::: Given data :::

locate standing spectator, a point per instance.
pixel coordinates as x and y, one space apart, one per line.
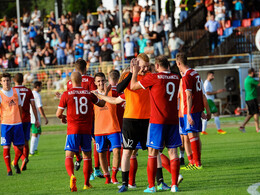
137 12
251 85
105 58
184 10
238 9
61 58
141 43
212 27
129 49
11 123
175 44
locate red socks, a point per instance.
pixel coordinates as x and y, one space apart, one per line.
190 158
195 147
151 170
18 151
114 172
133 170
87 168
96 159
69 165
165 162
108 157
175 169
6 154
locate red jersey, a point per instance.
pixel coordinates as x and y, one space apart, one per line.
192 82
163 88
120 107
87 83
79 103
26 98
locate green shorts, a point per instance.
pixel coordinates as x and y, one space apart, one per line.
212 106
35 129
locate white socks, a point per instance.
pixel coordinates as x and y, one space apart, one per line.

:::

Task objective. Please copy every line in the entries where "instance" appears.

Response for this exercise.
locate standing spectator, a point per instance.
locate red socks, a point per instance.
locate red jersey, a point per instance.
locate green shorts, a point per instance.
locate white socks, a point per instance.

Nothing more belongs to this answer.